Copy out each line of the items below that contains the word "wildflower".

········

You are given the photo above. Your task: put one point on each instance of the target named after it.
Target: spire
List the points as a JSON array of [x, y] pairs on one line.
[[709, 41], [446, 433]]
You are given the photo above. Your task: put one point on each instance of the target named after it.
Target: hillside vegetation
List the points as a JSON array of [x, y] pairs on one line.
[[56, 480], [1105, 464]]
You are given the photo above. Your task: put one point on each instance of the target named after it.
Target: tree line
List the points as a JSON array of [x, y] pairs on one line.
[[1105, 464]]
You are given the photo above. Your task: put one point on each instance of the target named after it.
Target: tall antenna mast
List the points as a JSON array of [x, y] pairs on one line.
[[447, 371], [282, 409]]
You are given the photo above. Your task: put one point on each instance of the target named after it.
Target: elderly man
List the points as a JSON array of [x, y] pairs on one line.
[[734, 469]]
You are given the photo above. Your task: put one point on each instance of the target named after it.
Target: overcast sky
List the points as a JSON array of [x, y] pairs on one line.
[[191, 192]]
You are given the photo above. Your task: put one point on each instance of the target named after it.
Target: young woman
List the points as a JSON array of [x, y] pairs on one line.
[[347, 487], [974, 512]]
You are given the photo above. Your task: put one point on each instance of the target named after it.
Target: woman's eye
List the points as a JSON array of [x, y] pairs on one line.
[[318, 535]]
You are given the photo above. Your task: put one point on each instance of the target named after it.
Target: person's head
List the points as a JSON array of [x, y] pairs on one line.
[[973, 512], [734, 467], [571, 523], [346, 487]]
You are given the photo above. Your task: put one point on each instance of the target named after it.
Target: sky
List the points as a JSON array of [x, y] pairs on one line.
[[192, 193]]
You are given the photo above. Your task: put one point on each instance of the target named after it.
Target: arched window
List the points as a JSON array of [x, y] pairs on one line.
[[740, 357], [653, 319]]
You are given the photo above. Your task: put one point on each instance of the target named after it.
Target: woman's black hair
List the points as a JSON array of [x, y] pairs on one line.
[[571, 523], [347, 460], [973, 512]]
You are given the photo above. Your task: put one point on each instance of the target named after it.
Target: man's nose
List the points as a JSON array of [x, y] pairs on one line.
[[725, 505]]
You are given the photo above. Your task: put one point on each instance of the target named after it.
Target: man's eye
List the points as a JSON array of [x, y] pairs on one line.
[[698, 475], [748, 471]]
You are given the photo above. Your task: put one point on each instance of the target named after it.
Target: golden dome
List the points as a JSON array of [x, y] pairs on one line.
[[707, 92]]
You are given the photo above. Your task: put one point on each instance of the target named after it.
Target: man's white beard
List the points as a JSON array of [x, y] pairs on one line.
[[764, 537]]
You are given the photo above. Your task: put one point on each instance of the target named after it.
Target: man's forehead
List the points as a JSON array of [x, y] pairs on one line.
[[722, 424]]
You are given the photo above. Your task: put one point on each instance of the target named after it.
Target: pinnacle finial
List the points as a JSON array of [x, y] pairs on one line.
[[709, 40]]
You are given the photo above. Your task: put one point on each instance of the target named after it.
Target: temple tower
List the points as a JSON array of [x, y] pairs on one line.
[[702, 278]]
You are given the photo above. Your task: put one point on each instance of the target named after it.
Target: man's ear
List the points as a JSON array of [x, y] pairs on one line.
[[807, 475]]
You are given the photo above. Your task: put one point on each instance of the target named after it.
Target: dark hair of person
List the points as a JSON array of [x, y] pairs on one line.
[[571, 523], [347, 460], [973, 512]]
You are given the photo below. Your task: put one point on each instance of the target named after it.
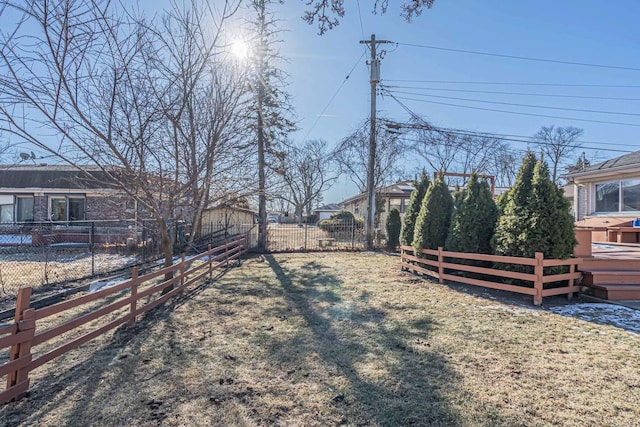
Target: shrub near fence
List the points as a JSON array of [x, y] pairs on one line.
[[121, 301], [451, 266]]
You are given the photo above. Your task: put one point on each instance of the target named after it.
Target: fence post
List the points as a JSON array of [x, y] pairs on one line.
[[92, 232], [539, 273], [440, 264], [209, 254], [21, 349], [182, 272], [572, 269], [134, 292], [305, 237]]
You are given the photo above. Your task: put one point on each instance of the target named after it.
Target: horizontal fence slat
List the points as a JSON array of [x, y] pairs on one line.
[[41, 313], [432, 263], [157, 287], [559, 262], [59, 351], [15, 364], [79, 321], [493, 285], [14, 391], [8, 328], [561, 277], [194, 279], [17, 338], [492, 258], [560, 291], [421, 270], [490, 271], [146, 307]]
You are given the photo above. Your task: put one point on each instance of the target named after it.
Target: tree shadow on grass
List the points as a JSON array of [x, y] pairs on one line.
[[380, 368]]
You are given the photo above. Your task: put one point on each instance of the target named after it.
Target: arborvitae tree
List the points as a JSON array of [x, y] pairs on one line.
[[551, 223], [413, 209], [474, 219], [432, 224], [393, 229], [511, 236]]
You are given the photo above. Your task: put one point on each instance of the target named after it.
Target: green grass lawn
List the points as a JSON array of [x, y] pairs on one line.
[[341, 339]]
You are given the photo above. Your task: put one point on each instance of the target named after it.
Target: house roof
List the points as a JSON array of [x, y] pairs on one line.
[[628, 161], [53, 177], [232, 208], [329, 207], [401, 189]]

········

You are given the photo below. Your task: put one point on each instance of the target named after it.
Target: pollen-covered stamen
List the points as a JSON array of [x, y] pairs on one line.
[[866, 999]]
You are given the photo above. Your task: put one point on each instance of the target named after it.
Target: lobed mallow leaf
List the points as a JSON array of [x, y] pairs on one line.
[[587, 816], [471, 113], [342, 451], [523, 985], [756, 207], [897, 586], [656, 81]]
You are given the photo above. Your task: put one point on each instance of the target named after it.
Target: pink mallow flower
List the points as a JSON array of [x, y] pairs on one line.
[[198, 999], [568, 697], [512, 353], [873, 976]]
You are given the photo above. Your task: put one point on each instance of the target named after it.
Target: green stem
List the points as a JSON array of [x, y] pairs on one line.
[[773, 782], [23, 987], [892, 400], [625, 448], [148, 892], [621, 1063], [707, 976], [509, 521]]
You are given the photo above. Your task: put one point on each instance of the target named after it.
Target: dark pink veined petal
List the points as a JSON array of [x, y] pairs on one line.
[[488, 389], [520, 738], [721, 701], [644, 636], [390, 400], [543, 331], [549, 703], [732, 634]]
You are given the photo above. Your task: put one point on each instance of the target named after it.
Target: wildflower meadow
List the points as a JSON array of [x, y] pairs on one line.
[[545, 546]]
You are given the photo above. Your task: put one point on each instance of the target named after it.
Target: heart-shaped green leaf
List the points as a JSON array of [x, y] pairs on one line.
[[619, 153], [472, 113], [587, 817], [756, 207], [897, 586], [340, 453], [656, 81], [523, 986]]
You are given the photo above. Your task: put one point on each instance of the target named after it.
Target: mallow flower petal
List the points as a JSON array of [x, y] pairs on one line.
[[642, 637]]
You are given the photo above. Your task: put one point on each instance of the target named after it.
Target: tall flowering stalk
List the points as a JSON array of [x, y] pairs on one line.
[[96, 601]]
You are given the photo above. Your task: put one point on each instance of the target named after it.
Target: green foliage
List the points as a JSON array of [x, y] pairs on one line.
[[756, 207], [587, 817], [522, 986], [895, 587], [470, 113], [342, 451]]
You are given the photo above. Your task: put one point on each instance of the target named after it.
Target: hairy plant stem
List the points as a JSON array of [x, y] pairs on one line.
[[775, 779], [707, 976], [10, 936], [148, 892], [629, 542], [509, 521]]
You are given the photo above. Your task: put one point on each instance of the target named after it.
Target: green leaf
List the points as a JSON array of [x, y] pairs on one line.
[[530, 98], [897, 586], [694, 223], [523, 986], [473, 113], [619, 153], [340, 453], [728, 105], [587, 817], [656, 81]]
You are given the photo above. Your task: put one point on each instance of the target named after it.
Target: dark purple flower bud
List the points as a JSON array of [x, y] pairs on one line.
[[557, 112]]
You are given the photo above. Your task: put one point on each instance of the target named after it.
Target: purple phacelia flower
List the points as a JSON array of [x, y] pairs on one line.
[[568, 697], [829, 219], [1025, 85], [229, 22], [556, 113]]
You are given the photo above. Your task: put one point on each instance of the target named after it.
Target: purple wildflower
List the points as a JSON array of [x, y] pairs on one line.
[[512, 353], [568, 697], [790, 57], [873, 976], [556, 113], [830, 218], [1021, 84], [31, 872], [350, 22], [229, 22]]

········

[Exercise answer]:
Target: wildflower meadow
Target: purple wildflower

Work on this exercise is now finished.